** Task requirements **
Give every line of the rows below as a Markdown table with two columns, "No." for the line number and "Text" for the line itself. Leave out any blank lines.

*** Supplied material Section Begins ***

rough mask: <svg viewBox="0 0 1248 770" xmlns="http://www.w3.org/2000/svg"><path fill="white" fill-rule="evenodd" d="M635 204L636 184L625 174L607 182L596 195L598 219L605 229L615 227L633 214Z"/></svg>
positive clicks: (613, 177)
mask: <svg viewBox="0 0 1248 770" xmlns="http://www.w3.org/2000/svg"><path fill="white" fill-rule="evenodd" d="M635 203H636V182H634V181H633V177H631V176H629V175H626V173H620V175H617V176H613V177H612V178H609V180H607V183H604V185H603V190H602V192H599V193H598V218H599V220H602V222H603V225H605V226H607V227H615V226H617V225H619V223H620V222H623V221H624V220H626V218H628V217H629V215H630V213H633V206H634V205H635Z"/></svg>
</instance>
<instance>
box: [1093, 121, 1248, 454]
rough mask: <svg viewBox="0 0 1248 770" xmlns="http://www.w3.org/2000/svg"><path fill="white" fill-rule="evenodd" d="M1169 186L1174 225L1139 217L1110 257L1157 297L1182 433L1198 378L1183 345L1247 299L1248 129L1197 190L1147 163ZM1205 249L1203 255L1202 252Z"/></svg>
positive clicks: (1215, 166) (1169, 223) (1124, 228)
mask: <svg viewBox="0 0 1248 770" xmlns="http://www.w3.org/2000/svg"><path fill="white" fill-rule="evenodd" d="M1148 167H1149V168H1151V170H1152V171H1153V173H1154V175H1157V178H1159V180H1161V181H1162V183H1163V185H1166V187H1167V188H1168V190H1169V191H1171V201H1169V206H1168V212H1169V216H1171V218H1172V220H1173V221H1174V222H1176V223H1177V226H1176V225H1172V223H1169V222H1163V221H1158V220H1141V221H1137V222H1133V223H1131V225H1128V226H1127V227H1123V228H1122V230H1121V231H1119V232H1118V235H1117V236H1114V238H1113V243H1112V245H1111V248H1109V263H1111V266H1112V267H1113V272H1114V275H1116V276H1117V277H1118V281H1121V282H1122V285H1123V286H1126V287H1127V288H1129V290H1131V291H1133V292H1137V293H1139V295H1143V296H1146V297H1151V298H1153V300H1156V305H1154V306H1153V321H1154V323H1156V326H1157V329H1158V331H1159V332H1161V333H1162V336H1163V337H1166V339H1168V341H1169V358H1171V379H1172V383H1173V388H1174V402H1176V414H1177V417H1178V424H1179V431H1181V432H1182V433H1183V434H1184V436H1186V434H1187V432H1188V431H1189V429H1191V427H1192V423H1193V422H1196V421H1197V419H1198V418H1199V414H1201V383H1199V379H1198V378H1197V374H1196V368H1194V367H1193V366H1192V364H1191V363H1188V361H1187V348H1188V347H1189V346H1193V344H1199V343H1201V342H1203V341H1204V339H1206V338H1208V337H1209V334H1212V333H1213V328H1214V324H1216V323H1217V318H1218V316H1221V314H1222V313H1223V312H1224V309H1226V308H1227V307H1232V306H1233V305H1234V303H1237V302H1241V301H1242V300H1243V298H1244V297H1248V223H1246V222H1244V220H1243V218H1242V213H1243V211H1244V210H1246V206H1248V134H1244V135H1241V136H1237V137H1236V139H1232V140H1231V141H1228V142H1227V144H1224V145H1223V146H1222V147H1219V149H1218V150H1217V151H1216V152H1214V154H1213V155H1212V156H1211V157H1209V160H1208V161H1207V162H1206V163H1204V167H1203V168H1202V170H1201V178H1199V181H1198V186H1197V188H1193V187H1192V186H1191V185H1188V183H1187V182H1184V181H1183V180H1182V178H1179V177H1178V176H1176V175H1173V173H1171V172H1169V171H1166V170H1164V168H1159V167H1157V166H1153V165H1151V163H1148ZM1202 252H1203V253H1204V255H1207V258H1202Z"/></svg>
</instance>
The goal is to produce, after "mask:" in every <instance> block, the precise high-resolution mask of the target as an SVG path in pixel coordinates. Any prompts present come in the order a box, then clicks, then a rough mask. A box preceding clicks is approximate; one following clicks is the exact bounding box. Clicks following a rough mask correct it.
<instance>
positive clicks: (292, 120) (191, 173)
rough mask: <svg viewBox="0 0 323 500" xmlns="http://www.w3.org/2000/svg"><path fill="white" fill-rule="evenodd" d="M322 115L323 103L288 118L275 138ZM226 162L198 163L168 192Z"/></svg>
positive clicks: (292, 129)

*** Supplied material Section Ends ***

** Output for this task **
| No. | Text |
|---|---|
| 1 | rough mask: <svg viewBox="0 0 1248 770" xmlns="http://www.w3.org/2000/svg"><path fill="white" fill-rule="evenodd" d="M635 204L636 184L625 174L607 182L596 195L598 219L605 229L615 227L633 214Z"/></svg> |
| 2 | positive clicks: (613, 177) |
| 3 | mask: <svg viewBox="0 0 1248 770" xmlns="http://www.w3.org/2000/svg"><path fill="white" fill-rule="evenodd" d="M635 203H636V182H634V181H633V177H631V176H629V175H626V173H620V175H617V176H613V177H612V178H609V180H607V183H604V185H603V190H602V192H599V193H598V218H599V220H602V222H603V225H605V226H607V227H615V226H617V225H619V223H620V222H623V221H624V220H626V218H628V217H629V215H630V213H633V206H634V205H635Z"/></svg> |
| 4 | </instance> |
| 5 | <instance> |
| 6 | box: [1093, 121, 1248, 454] |
| 7 | rough mask: <svg viewBox="0 0 1248 770" xmlns="http://www.w3.org/2000/svg"><path fill="white" fill-rule="evenodd" d="M1169 186L1174 225L1139 217L1110 257L1157 297L1182 433L1198 378L1183 345L1247 299L1248 129L1197 190L1147 163ZM1205 249L1203 255L1202 252Z"/></svg> |
| 8 | positive clicks: (1215, 166) (1169, 223) (1124, 228) |
| 9 | mask: <svg viewBox="0 0 1248 770" xmlns="http://www.w3.org/2000/svg"><path fill="white" fill-rule="evenodd" d="M1148 167H1149V168H1151V170H1152V171H1153V173H1154V175H1157V178H1159V180H1161V181H1162V183H1163V185H1166V187H1167V188H1168V190H1169V191H1171V201H1169V206H1168V212H1169V216H1171V218H1172V220H1173V221H1174V222H1176V223H1177V226H1176V225H1172V223H1169V222H1163V221H1158V220H1141V221H1137V222H1133V223H1131V225H1128V226H1127V227H1123V228H1122V230H1121V231H1119V232H1118V235H1117V236H1114V238H1113V243H1112V245H1111V248H1109V263H1111V266H1112V267H1113V272H1114V275H1116V276H1117V277H1118V281H1121V282H1122V285H1123V286H1126V287H1127V288H1129V290H1131V291H1133V292H1137V293H1139V295H1143V296H1146V297H1151V298H1153V300H1156V305H1154V306H1153V321H1154V323H1156V326H1157V329H1158V331H1159V332H1161V333H1162V336H1163V337H1166V339H1168V341H1169V358H1171V379H1172V383H1173V388H1174V402H1176V414H1177V417H1178V424H1179V431H1181V432H1182V433H1183V434H1184V436H1186V434H1187V432H1188V431H1189V429H1191V427H1192V423H1193V422H1196V421H1197V419H1198V418H1199V414H1201V383H1199V379H1198V378H1197V374H1196V368H1194V367H1193V366H1192V364H1191V363H1188V361H1187V348H1188V347H1189V346H1193V344H1199V343H1201V342H1203V341H1204V339H1206V338H1208V337H1209V334H1212V333H1213V328H1214V324H1216V323H1217V318H1218V316H1221V314H1222V313H1223V312H1224V309H1226V308H1227V307H1232V306H1233V305H1234V303H1237V302H1241V301H1242V300H1243V298H1244V297H1248V223H1246V222H1244V220H1243V218H1242V213H1243V211H1244V210H1246V206H1248V134H1244V135H1241V136H1237V137H1236V139H1232V140H1231V141H1228V142H1227V144H1224V145H1223V146H1222V147H1219V149H1218V150H1217V151H1216V152H1214V154H1213V155H1212V156H1211V157H1209V160H1208V161H1207V162H1206V163H1204V167H1203V168H1202V170H1201V178H1199V181H1198V186H1197V188H1193V187H1192V186H1191V185H1188V183H1187V182H1184V181H1183V180H1182V178H1179V177H1178V176H1176V175H1173V173H1171V172H1169V171H1166V170H1164V168H1159V167H1157V166H1153V165H1151V163H1148ZM1202 252H1203V253H1204V255H1207V258H1202Z"/></svg> |
| 10 | </instance> |
| 11 | The goal is to produce, after "mask:" in every <instance> block, the precise high-resolution mask of the target as an SVG path in pixel coordinates. Any prompts present come in the order a box, then clicks, then a rough mask. A box preceding clicks is approximate; one following clicks is the exact bounding box. Clicks following a rough mask correct it. |
| 12 | <instance> |
| 13 | positive clicks: (292, 120) (191, 173) |
| 14 | rough mask: <svg viewBox="0 0 323 500" xmlns="http://www.w3.org/2000/svg"><path fill="white" fill-rule="evenodd" d="M322 115L323 103L288 118L275 138ZM226 162L198 163L168 192Z"/></svg> |
| 15 | positive clicks: (292, 129) |